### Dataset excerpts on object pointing
- - - - - - -

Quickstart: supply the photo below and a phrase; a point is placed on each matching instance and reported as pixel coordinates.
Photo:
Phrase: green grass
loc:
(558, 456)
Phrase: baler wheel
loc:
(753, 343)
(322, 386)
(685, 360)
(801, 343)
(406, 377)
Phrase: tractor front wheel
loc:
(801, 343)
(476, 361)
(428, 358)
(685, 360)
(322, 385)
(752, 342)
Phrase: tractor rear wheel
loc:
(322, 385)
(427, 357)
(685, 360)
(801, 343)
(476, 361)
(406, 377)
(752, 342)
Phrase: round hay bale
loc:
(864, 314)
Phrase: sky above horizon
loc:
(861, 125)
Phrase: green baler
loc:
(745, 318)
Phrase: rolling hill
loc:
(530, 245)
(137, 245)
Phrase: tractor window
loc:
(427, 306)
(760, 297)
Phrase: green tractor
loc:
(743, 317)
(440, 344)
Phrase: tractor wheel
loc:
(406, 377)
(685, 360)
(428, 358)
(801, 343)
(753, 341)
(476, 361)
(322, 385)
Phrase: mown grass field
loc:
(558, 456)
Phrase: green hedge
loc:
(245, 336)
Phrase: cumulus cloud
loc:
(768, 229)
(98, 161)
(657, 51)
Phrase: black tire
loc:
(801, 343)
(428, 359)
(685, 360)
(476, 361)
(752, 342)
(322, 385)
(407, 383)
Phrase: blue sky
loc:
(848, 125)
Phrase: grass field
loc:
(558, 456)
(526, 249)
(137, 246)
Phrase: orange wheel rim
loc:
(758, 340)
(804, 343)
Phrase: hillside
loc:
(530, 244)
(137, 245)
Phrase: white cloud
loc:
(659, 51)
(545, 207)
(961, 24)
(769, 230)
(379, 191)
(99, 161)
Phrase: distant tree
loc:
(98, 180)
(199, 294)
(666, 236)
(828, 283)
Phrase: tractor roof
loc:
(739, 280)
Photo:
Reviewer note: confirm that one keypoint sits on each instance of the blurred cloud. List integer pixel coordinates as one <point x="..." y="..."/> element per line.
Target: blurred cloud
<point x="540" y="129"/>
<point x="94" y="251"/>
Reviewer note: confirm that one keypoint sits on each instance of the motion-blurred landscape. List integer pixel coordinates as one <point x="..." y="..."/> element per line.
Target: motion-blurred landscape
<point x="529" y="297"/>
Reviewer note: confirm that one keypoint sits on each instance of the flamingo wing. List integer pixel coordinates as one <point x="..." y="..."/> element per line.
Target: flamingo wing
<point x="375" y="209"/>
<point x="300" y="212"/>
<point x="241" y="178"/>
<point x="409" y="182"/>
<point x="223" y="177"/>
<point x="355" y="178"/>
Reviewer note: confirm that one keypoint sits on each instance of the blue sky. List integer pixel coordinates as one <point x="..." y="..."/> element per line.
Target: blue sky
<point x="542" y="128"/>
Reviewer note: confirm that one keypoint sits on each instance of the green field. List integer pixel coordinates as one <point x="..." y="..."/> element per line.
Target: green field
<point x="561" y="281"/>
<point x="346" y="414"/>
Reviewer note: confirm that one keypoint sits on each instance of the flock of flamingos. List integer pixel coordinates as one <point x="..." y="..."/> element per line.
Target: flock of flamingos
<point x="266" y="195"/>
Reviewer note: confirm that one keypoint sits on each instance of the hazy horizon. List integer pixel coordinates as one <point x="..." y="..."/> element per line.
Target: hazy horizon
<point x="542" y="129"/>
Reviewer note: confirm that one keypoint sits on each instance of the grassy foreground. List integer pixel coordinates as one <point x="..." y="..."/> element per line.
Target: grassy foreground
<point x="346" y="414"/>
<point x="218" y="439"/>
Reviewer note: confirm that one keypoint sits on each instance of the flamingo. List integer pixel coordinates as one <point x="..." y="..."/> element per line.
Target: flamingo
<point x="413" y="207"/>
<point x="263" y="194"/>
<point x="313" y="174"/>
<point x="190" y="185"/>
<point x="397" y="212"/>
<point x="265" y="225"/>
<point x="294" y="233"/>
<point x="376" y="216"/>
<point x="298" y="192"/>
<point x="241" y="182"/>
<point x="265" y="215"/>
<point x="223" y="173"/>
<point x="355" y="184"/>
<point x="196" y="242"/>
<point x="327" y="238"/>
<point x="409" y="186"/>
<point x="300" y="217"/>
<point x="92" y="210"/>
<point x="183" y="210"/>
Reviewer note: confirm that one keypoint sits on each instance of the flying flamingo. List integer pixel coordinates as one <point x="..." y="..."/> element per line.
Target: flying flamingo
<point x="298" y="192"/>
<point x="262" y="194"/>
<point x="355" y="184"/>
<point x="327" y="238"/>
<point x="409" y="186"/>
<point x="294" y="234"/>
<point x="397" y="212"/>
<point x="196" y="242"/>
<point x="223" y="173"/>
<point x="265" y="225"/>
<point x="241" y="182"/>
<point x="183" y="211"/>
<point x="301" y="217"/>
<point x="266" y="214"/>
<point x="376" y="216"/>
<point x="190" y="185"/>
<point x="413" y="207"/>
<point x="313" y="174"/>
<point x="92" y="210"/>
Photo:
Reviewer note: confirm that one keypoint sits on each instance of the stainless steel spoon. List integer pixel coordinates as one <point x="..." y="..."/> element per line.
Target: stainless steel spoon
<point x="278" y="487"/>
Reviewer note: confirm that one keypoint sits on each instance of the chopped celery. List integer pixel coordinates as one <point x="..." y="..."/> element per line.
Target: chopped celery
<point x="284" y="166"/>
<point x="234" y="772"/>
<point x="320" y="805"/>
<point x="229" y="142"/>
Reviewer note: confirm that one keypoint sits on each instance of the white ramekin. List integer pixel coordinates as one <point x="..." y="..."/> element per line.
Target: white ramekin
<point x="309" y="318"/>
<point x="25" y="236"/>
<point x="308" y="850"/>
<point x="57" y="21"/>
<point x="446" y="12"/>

- - - - - - -

Make an exact copy of the material above.

### Task result
Quickstart: supply the photo below and a phrase; a point is placed on each matching instance and reported as pixel coordinates.
Photo:
Phrase: green grass
loc:
(558, 456)
Phrase: baler wheel
loc:
(753, 343)
(322, 386)
(685, 360)
(801, 343)
(406, 377)
Phrase: tractor front wheel
loc:
(801, 343)
(476, 361)
(428, 358)
(685, 360)
(322, 385)
(752, 342)
Phrase: tractor rear wheel
loc:
(322, 385)
(427, 357)
(685, 360)
(801, 343)
(476, 361)
(406, 377)
(752, 342)
Phrase: round hay bale
loc:
(864, 314)
Phrase: sky above horizon
loc:
(861, 125)
Phrase: green baler
loc:
(745, 318)
Phrase: rolling hill
loc:
(530, 245)
(137, 245)
Phrase: tractor window
loc:
(427, 306)
(760, 297)
Phrase: green tractor
loc:
(743, 317)
(440, 344)
Phrase: tractor wheel
loc:
(406, 377)
(685, 360)
(428, 358)
(801, 343)
(753, 341)
(476, 361)
(322, 385)
Phrase: mown grass field
loc:
(558, 456)
Phrase: green hedge
loc:
(245, 336)
Phrase: cumulus cloud
loc:
(768, 229)
(98, 161)
(657, 51)
Phrase: black tire
loc:
(801, 343)
(428, 359)
(685, 360)
(476, 361)
(752, 342)
(322, 385)
(407, 383)
Phrase: blue sky
loc:
(848, 125)
Phrase: grass field
loc:
(558, 456)
(526, 249)
(137, 246)
Phrase: orange wheel rim
loc:
(758, 340)
(804, 343)
Phrase: hillside
loc:
(530, 244)
(137, 245)
Phrase: white cloud
loc:
(659, 51)
(545, 207)
(961, 24)
(769, 230)
(379, 191)
(99, 161)
Phrase: distant tree
loc:
(98, 180)
(199, 294)
(666, 236)
(828, 283)
Phrase: tractor roof
loc:
(739, 280)
Photo:
Reviewer note: confirm that one keypoint sits on each instance of the blurred cloud. List integer pixel coordinates as one <point x="..." y="..."/> element per line.
Target: blurred cloud
<point x="540" y="129"/>
<point x="94" y="251"/>
Reviewer note: confirm that one keypoint sits on each instance of the motion-blurred landscape. List integer pixel coordinates as one <point x="..." y="..."/> element per line.
Target: motion-blurred landscape
<point x="529" y="297"/>
Reviewer note: confirm that one keypoint sits on each instance of the flamingo wing. List integer pixel coordinates as one <point x="..." y="..."/> element per line.
Target: flamingo wing
<point x="375" y="209"/>
<point x="300" y="212"/>
<point x="241" y="178"/>
<point x="409" y="182"/>
<point x="223" y="177"/>
<point x="355" y="178"/>
Reviewer note: confirm that one keypoint sits on each instance of the blue sky. List integer pixel coordinates as one <point x="..." y="..."/> element per line.
Target: blue sky
<point x="542" y="128"/>
Reviewer note: confirm that one keypoint sits on each instance of the green field. List integer pixel coordinates as one <point x="..." y="..."/> element per line.
Target: green field
<point x="561" y="281"/>
<point x="346" y="414"/>
Reviewer note: confirm that one keypoint sits on each instance of the flock of flamingos. List integer pixel coordinates as one <point x="..." y="..."/> element per line.
Target: flock of flamingos
<point x="266" y="195"/>
Reviewer note: confirm that one keypoint sits on each instance of the hazy horizon. List integer pixel coordinates as one <point x="..." y="..."/> element per line.
Target: hazy horizon
<point x="542" y="129"/>
Reviewer note: confirm that one keypoint sits on each instance of the grassy foreground. List integer pixel coordinates as one <point x="..." y="..."/> element per line.
Target: grassy foreground
<point x="346" y="414"/>
<point x="218" y="439"/>
Reviewer note: confirm that one keypoint sits on each instance of the flamingo. List integer pixel coordinates as one <point x="..." y="..."/> element per line.
Target: flamingo
<point x="413" y="207"/>
<point x="263" y="194"/>
<point x="313" y="174"/>
<point x="190" y="185"/>
<point x="397" y="212"/>
<point x="265" y="225"/>
<point x="294" y="233"/>
<point x="376" y="216"/>
<point x="298" y="192"/>
<point x="241" y="182"/>
<point x="265" y="215"/>
<point x="223" y="173"/>
<point x="355" y="184"/>
<point x="196" y="242"/>
<point x="327" y="238"/>
<point x="409" y="186"/>
<point x="300" y="217"/>
<point x="92" y="210"/>
<point x="183" y="210"/>
Reviewer note: confirm that one keypoint sits on each instance of the flying flamingo. List integer pixel coordinates as one <point x="..." y="..."/> element per line.
Target: flying flamingo
<point x="298" y="192"/>
<point x="262" y="194"/>
<point x="355" y="184"/>
<point x="327" y="238"/>
<point x="409" y="186"/>
<point x="294" y="234"/>
<point x="397" y="212"/>
<point x="196" y="242"/>
<point x="223" y="173"/>
<point x="265" y="225"/>
<point x="241" y="182"/>
<point x="183" y="211"/>
<point x="301" y="217"/>
<point x="266" y="214"/>
<point x="376" y="216"/>
<point x="190" y="185"/>
<point x="413" y="207"/>
<point x="313" y="174"/>
<point x="92" y="210"/>
Photo:
Reviewer note: confirm that one keypoint sits on each instance of the stainless steel spoon. List integer pixel coordinates as one <point x="..." y="..."/> element per line.
Target: stainless steel spoon
<point x="278" y="487"/>
Reviewer note: confirm that one keypoint sits on each instance of the chopped celery. List integer pixel coordinates as one <point x="..." y="..."/> element per line.
Target: chopped celery
<point x="284" y="166"/>
<point x="234" y="772"/>
<point x="320" y="805"/>
<point x="229" y="142"/>
Reviewer note: confirm that one keypoint sits on each instance of the white ramekin. List integer pixel coordinates as one <point x="..." y="..."/> element per line.
Target: white ramekin
<point x="309" y="318"/>
<point x="25" y="236"/>
<point x="308" y="850"/>
<point x="57" y="21"/>
<point x="446" y="12"/>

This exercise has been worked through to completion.